→ What this task involves
Return, unchanged, the part of the items that opens with the line containing "target: large boulder" and closes with the line containing "220 233 L 222", including both of those lines.
[BEGIN Given records]
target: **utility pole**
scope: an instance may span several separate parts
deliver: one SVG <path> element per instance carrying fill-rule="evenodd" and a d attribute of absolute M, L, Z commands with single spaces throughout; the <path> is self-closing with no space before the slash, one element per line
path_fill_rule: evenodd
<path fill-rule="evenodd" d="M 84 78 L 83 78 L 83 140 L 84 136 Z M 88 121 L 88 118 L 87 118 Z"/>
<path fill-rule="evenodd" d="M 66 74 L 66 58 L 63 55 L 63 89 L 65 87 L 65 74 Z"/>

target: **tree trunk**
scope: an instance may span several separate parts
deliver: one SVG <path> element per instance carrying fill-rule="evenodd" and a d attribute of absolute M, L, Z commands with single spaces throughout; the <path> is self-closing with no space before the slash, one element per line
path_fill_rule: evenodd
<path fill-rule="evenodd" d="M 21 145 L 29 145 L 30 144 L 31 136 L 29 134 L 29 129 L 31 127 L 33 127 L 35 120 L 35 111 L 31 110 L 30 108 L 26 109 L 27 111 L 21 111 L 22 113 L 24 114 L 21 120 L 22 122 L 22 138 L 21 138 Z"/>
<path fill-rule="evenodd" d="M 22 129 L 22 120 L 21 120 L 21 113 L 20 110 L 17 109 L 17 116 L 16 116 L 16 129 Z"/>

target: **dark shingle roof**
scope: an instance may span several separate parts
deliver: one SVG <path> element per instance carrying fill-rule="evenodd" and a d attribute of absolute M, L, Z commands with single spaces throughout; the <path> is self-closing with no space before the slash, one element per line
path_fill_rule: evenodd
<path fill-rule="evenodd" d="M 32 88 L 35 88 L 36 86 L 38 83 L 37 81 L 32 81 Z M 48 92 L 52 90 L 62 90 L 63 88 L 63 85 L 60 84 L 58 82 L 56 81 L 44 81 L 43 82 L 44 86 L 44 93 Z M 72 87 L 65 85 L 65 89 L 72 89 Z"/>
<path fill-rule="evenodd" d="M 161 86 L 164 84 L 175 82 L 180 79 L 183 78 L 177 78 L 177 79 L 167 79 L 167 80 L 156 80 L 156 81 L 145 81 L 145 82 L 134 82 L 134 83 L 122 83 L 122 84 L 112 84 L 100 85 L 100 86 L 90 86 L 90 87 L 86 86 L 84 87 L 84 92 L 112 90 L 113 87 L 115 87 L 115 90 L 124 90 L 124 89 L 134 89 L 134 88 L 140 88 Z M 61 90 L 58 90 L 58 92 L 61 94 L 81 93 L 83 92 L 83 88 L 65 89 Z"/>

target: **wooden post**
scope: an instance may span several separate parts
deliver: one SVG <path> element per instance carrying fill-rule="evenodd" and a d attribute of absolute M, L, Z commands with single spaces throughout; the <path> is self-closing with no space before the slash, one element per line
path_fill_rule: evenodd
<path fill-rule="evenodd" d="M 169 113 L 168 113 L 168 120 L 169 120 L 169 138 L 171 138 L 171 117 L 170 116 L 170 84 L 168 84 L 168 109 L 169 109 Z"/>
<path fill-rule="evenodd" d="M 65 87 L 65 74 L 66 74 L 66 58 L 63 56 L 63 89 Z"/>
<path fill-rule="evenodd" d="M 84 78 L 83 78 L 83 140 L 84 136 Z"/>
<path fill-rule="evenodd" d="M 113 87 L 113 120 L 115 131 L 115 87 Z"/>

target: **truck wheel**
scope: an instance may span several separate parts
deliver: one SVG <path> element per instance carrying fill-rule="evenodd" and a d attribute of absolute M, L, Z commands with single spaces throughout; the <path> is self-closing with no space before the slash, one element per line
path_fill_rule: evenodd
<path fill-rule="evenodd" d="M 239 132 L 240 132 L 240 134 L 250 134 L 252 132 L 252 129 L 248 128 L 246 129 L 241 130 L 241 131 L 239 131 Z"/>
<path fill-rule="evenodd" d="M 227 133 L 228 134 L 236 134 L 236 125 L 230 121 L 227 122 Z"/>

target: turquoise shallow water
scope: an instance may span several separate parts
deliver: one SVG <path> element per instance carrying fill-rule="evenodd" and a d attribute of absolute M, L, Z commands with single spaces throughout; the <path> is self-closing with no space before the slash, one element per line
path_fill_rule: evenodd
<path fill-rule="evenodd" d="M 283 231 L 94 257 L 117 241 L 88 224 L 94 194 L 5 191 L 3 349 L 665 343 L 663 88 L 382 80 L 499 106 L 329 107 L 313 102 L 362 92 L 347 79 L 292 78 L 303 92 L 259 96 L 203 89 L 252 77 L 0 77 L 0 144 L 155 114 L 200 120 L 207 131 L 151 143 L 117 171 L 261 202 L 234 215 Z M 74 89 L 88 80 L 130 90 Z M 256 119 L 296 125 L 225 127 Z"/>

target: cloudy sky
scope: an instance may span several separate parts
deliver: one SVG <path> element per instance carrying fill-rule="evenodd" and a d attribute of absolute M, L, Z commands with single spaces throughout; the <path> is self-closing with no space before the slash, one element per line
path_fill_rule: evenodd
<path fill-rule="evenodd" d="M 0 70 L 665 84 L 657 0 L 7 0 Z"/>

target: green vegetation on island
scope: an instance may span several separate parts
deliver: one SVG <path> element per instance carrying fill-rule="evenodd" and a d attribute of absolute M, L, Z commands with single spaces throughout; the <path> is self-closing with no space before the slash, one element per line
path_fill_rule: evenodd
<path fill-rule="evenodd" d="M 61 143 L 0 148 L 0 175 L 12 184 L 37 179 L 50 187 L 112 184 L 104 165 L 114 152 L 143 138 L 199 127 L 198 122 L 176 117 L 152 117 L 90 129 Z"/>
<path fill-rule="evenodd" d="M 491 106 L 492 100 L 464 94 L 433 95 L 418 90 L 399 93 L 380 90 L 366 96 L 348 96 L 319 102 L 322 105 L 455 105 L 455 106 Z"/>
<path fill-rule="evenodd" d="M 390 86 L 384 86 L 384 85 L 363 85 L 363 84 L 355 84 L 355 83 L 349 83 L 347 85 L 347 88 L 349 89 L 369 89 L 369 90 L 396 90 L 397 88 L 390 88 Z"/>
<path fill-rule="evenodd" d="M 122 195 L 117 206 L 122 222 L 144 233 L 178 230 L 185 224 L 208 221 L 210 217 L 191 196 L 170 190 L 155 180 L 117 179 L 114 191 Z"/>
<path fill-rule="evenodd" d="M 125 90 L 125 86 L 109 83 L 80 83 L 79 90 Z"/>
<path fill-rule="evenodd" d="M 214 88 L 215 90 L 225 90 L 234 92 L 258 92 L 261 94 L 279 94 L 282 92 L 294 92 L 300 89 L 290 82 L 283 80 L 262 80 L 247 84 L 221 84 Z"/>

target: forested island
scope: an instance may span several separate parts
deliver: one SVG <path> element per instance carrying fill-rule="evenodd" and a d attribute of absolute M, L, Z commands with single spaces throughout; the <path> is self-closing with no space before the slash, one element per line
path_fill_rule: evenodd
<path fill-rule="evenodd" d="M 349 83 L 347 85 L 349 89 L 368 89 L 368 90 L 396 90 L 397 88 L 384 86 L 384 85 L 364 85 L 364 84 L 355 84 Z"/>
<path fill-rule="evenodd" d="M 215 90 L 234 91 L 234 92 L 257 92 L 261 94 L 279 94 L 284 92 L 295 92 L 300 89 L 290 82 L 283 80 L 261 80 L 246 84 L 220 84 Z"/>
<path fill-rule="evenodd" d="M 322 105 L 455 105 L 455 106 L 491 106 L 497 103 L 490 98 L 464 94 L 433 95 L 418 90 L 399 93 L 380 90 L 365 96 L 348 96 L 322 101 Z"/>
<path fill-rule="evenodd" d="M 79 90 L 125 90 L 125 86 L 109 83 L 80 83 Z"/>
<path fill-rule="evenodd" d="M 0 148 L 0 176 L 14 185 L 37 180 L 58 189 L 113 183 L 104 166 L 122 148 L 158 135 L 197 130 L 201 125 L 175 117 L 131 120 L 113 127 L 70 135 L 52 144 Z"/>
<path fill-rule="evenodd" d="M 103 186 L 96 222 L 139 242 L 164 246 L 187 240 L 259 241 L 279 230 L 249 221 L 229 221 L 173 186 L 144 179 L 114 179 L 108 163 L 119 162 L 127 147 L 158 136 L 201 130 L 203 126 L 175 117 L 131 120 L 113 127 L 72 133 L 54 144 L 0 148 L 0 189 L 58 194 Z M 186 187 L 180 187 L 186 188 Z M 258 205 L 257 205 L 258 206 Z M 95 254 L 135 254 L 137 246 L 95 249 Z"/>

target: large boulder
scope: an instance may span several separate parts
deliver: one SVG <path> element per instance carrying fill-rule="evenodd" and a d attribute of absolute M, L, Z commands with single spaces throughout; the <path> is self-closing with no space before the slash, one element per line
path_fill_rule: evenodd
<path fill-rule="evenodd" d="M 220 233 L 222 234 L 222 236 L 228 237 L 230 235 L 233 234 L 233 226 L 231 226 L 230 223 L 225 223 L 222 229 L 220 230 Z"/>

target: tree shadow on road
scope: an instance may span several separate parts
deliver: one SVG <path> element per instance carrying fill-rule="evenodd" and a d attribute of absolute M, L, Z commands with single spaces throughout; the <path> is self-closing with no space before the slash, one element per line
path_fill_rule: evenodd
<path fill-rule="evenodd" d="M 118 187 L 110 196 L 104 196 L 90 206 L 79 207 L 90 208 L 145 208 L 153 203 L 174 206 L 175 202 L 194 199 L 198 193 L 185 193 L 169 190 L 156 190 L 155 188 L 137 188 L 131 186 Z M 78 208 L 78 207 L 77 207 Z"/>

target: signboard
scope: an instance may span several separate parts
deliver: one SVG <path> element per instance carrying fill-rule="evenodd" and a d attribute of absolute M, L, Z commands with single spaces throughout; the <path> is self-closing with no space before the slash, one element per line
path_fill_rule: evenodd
[END Given records]
→ Answer in full
target: large boulder
scope: an instance may span several separate parts
deliver: one SVG <path> element per instance carrying fill-rule="evenodd" and a d attribute of absolute M, L, Z commands with single spaces throughout; the <path> is self-closing with no space before the slash, one element per line
path_fill_rule: evenodd
<path fill-rule="evenodd" d="M 220 233 L 222 234 L 222 236 L 228 237 L 230 235 L 233 234 L 233 226 L 231 226 L 230 223 L 225 223 L 222 229 L 220 230 Z"/>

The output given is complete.